■ **Supplied records**
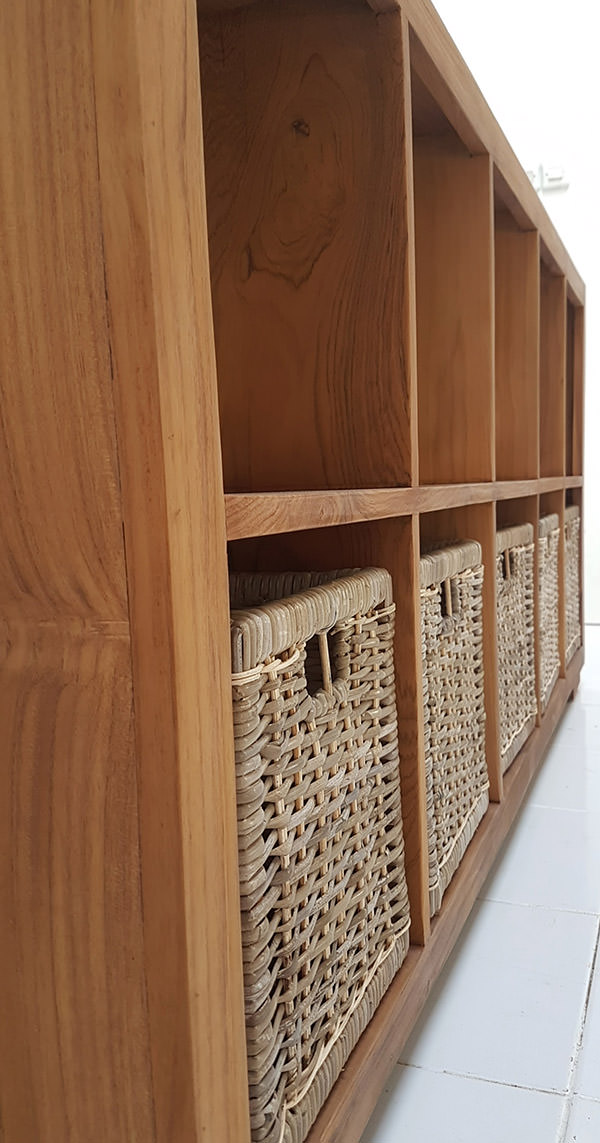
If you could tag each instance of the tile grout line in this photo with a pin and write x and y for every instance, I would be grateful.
(567, 1108)
(487, 1079)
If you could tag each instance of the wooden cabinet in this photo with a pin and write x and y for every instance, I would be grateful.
(273, 286)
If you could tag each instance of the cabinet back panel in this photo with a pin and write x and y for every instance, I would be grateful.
(304, 142)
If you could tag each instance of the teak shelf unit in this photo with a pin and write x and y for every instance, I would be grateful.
(272, 276)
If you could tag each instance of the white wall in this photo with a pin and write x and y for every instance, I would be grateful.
(538, 68)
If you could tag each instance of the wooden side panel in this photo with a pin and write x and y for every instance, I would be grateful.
(391, 544)
(73, 1020)
(575, 389)
(74, 1042)
(61, 540)
(478, 521)
(150, 144)
(455, 316)
(308, 220)
(517, 269)
(552, 373)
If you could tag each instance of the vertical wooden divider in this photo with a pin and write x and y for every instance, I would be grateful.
(552, 373)
(410, 305)
(549, 503)
(526, 510)
(454, 226)
(517, 338)
(478, 521)
(575, 367)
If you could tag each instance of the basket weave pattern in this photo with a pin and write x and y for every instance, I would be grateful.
(572, 580)
(549, 606)
(324, 895)
(514, 596)
(454, 712)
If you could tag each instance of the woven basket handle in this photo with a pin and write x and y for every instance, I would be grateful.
(326, 663)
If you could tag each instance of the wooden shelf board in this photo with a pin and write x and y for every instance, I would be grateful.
(269, 513)
(348, 1110)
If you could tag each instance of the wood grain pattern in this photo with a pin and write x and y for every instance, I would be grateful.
(455, 297)
(268, 513)
(345, 1114)
(74, 1061)
(391, 544)
(517, 338)
(73, 1015)
(308, 221)
(57, 442)
(552, 373)
(150, 145)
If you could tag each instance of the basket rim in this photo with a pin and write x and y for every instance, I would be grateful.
(548, 524)
(516, 536)
(272, 628)
(446, 561)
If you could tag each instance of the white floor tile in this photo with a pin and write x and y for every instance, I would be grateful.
(426, 1106)
(510, 1005)
(588, 1077)
(568, 780)
(580, 727)
(584, 1121)
(552, 860)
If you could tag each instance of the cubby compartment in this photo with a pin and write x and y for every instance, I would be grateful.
(325, 910)
(574, 390)
(552, 372)
(517, 348)
(454, 261)
(392, 545)
(308, 216)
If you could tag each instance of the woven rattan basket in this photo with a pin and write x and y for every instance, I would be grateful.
(324, 896)
(453, 695)
(572, 581)
(514, 601)
(549, 606)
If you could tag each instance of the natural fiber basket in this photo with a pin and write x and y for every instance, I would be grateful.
(453, 695)
(549, 606)
(514, 602)
(572, 581)
(324, 896)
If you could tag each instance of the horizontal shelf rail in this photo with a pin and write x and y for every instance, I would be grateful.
(269, 513)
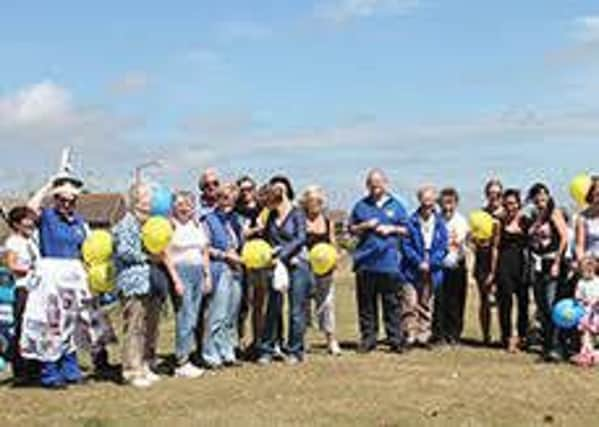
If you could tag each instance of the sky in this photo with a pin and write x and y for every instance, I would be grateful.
(447, 92)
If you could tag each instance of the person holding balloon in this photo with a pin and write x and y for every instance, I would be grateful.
(62, 231)
(449, 306)
(587, 224)
(425, 248)
(225, 241)
(511, 271)
(321, 243)
(548, 241)
(140, 242)
(22, 256)
(485, 250)
(188, 252)
(587, 294)
(379, 221)
(285, 231)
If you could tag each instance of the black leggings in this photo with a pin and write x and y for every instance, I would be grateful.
(510, 281)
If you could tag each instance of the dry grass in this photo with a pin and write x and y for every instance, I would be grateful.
(463, 387)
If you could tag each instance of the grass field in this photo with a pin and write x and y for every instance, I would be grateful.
(466, 386)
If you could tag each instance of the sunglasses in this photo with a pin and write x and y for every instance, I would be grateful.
(211, 184)
(66, 201)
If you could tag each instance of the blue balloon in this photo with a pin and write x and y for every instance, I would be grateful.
(567, 313)
(162, 201)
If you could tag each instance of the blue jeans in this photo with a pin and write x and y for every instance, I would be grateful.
(64, 370)
(223, 312)
(300, 283)
(187, 308)
(545, 291)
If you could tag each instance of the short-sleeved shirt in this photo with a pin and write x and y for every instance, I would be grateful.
(376, 253)
(457, 230)
(27, 253)
(188, 242)
(61, 237)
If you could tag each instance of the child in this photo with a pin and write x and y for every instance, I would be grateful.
(587, 293)
(21, 258)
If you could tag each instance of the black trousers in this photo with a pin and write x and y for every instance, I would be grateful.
(369, 286)
(511, 281)
(450, 301)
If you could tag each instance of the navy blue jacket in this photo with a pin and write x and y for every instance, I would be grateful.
(376, 253)
(415, 252)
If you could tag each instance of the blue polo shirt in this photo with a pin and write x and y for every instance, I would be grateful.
(376, 253)
(61, 237)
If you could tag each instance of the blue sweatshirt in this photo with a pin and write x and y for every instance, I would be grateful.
(376, 253)
(415, 252)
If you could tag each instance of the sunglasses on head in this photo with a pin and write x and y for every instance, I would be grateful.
(211, 184)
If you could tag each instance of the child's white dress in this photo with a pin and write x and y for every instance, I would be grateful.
(587, 292)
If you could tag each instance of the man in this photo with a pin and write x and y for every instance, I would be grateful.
(451, 298)
(249, 210)
(425, 248)
(208, 184)
(379, 221)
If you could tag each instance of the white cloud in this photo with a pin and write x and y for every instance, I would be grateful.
(38, 120)
(341, 11)
(130, 83)
(242, 30)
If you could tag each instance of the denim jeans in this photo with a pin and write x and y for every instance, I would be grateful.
(300, 282)
(187, 307)
(545, 291)
(223, 312)
(64, 370)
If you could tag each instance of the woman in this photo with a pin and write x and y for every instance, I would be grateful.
(21, 259)
(139, 279)
(511, 271)
(587, 224)
(486, 258)
(319, 229)
(548, 240)
(225, 237)
(62, 231)
(188, 252)
(285, 230)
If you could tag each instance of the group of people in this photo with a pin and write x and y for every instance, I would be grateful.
(415, 263)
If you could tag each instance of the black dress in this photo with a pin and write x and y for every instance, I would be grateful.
(511, 279)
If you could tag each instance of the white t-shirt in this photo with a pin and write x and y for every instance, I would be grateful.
(588, 290)
(188, 242)
(28, 254)
(428, 230)
(457, 231)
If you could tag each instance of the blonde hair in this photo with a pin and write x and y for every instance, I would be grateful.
(227, 188)
(313, 191)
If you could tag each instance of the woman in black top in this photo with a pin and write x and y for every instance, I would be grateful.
(320, 230)
(548, 240)
(511, 271)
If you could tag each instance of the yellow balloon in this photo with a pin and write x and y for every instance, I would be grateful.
(323, 258)
(156, 234)
(101, 277)
(256, 254)
(579, 187)
(481, 225)
(97, 247)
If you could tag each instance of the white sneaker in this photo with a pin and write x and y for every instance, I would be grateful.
(334, 349)
(140, 382)
(150, 375)
(188, 371)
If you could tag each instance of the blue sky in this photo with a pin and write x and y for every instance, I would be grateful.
(432, 90)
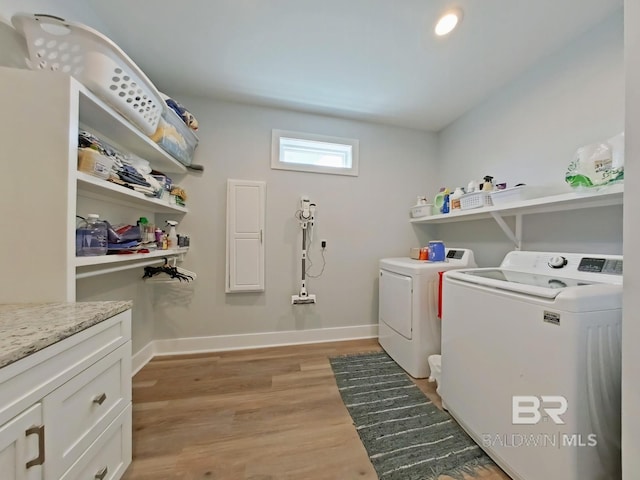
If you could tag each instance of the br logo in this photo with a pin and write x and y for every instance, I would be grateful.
(529, 409)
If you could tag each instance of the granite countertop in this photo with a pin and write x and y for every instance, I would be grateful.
(29, 327)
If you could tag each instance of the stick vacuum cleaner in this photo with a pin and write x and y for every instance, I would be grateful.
(305, 216)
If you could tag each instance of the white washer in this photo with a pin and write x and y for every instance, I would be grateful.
(543, 328)
(408, 323)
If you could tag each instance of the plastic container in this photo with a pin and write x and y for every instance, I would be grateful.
(94, 163)
(91, 237)
(97, 62)
(421, 210)
(514, 194)
(175, 138)
(475, 200)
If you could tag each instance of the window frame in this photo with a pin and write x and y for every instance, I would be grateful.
(277, 164)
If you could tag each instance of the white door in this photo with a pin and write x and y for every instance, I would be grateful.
(245, 236)
(396, 300)
(22, 446)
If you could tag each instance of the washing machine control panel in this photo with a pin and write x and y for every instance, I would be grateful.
(600, 265)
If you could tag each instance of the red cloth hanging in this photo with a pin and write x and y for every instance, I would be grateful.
(440, 274)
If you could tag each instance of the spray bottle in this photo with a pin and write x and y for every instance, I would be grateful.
(172, 238)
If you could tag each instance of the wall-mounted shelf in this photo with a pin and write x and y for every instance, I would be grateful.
(608, 196)
(99, 189)
(99, 117)
(103, 264)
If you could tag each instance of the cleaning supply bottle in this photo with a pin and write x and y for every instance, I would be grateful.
(172, 237)
(455, 198)
(91, 237)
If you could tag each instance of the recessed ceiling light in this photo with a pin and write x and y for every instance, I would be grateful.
(448, 21)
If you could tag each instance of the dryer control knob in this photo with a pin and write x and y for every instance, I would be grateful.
(557, 262)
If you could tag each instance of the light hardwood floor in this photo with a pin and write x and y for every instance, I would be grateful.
(263, 414)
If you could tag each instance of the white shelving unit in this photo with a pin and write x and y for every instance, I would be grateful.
(100, 265)
(608, 196)
(99, 189)
(39, 141)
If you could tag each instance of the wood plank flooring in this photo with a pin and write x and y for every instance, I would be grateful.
(263, 414)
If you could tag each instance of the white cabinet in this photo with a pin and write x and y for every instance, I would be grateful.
(38, 153)
(22, 446)
(245, 236)
(73, 400)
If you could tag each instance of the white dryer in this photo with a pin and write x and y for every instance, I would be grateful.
(408, 323)
(531, 362)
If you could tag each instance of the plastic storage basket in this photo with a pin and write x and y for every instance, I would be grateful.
(475, 200)
(175, 138)
(97, 62)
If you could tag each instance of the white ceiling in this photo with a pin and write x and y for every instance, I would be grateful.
(374, 60)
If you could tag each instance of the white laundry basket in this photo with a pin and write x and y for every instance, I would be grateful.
(84, 53)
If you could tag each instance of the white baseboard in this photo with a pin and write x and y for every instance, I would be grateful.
(141, 358)
(219, 343)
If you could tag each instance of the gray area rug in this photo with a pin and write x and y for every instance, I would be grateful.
(406, 436)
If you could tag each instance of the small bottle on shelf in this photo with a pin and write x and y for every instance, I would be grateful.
(91, 237)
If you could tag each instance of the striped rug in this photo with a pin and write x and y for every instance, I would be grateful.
(405, 435)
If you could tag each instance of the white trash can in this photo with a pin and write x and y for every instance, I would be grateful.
(435, 365)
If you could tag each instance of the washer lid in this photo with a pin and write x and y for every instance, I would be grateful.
(524, 282)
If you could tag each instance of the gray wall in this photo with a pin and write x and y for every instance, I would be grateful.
(528, 132)
(630, 324)
(363, 218)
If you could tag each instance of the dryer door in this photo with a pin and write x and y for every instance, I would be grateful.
(395, 304)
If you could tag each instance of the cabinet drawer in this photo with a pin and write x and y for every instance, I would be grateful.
(28, 380)
(109, 455)
(79, 411)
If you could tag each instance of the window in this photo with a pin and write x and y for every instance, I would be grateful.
(306, 152)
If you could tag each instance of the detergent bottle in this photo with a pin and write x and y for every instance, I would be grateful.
(172, 238)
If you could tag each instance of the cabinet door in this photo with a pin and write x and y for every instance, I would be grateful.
(22, 446)
(245, 236)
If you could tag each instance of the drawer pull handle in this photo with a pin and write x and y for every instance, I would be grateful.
(39, 460)
(100, 474)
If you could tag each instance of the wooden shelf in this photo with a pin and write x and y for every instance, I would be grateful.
(604, 197)
(99, 189)
(612, 195)
(100, 118)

■ **Problem details**
Restate exactly, and only, the line containing "If you could tag each instance of the washer" together with all lines after it to the end of the material.

■ **Result of the exercise**
If you could tag each instance of the washer lid in this photo with a pin and write x and y for every instance, I would be grateful.
(524, 282)
If you could tag each instance of the gray wall in this photo with a pin and write x and y for every instance, I would be grateful.
(528, 132)
(630, 324)
(363, 218)
If you could tag each instance of the dryer door in this photo with a pin and write x and y for every instance, I would be grateful.
(395, 304)
If you could tag each instance of the cabinet drawer in this photo with a pin and write x and y for every instance, I would be grateful.
(28, 380)
(109, 455)
(79, 411)
If you could tag each instance of the window in this photo with a pin and write x and y for every instance, I would be grateful.
(306, 152)
If you could tag each instance of the detergent bottle in this photo with a pin and write x and y for every instance, I would be grateful.
(172, 238)
If you could tag each instance of the cabinet door in this photo with a pin and write x and y for every instance, I would be grateful.
(22, 446)
(245, 236)
If you could tag each instance of the drawer pull handle in this photo with a pin and write x and y for every instance, I would be grateful.
(39, 460)
(100, 474)
If you could tag each instance of the wooden shelf in this photo with a pin and write x and y for every instance, I would be grateful.
(604, 197)
(99, 189)
(612, 195)
(100, 118)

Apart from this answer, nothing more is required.